-- ASSIGNED TASK --
Check every line of the entries below for the word "Target", and copy the ones that have it.
#### RECORDS FOR THE EXERCISE ####
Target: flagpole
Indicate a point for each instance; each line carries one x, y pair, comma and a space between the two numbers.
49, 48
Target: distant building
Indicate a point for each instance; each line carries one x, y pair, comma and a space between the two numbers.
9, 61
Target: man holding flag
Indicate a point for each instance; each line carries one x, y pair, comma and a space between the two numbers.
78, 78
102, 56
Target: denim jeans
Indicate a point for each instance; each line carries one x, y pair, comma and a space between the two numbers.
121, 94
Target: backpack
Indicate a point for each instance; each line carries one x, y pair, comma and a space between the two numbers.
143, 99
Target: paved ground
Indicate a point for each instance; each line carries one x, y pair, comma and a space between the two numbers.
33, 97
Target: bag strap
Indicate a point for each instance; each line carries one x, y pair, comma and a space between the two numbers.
####
-- RESPONSE BOX --
Target: flagpole
Target: distant building
Target: man holding flag
Target: denim jeans
Target: backpack
Target: paved ground
Target: bag strap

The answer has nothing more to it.